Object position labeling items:
======

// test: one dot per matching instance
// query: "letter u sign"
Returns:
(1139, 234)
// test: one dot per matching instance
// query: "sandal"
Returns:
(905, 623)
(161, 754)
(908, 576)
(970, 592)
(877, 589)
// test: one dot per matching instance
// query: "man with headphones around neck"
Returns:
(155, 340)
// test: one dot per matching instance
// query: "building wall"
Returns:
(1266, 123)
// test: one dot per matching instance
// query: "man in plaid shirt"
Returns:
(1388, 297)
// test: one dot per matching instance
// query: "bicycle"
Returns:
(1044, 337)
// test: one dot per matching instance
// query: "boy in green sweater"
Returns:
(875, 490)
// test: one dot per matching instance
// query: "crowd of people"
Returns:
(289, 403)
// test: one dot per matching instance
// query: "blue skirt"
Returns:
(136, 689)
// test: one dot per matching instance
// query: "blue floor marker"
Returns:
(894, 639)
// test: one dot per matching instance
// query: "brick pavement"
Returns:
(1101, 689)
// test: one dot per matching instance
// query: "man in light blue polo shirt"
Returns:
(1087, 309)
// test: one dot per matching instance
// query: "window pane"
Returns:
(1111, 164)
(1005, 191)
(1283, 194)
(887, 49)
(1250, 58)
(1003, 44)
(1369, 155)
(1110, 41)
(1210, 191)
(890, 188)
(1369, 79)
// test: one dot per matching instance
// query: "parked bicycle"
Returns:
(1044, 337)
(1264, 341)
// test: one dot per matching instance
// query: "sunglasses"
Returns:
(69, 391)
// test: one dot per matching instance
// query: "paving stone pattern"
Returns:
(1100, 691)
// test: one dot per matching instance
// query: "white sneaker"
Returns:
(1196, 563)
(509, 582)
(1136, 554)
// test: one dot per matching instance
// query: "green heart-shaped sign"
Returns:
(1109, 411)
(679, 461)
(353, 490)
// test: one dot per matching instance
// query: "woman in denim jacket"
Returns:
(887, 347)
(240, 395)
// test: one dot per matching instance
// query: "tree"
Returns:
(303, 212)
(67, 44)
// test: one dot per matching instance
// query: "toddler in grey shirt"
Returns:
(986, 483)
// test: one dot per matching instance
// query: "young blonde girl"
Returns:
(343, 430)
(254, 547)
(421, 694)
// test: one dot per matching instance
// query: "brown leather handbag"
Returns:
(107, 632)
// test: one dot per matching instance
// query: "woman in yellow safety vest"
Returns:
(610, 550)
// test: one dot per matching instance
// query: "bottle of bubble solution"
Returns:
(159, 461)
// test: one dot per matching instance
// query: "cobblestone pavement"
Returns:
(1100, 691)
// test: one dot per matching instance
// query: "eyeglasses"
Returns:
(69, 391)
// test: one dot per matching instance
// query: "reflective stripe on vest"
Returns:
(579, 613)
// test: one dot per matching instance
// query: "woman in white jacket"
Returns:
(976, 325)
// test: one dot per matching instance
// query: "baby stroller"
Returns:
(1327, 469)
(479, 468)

======

— What to do —
Please rewrite the items, requests included, starting at the very beginning of the items and ending at the line that contains "(1101, 689)", with both ends included. Add 8 to every number in the coordinates.

— The reply —
// test: one dot per matching instance
// query: "letter u sign"
Returns:
(1147, 242)
// test: one dot per matching instance
// query: "sandal"
Returns:
(913, 631)
(169, 762)
(916, 584)
(978, 600)
(885, 597)
// test: one dot per matching instance
// query: "man with headphones around neck"
Returns:
(163, 348)
// test: one dot per matching instance
// query: "building wall"
Returns:
(1274, 131)
// test: one dot per matching instance
// query: "man in plaid shirt"
Returns:
(1396, 305)
// test: one dot per matching instance
// query: "bicycle"
Returns:
(1052, 345)
// test: one dot per matching instance
// query: "boy in green sweater"
Returns:
(883, 498)
// test: one dot per matching instance
// query: "crowd of people"
Returns:
(297, 411)
// test: one dot per matching instance
// query: "blue skirt"
Returns:
(144, 697)
// test: one dot per matching instance
// query: "blue floor marker"
Returns:
(902, 647)
// test: one dot per matching instance
// query: "brick pavement"
Returns:
(1109, 697)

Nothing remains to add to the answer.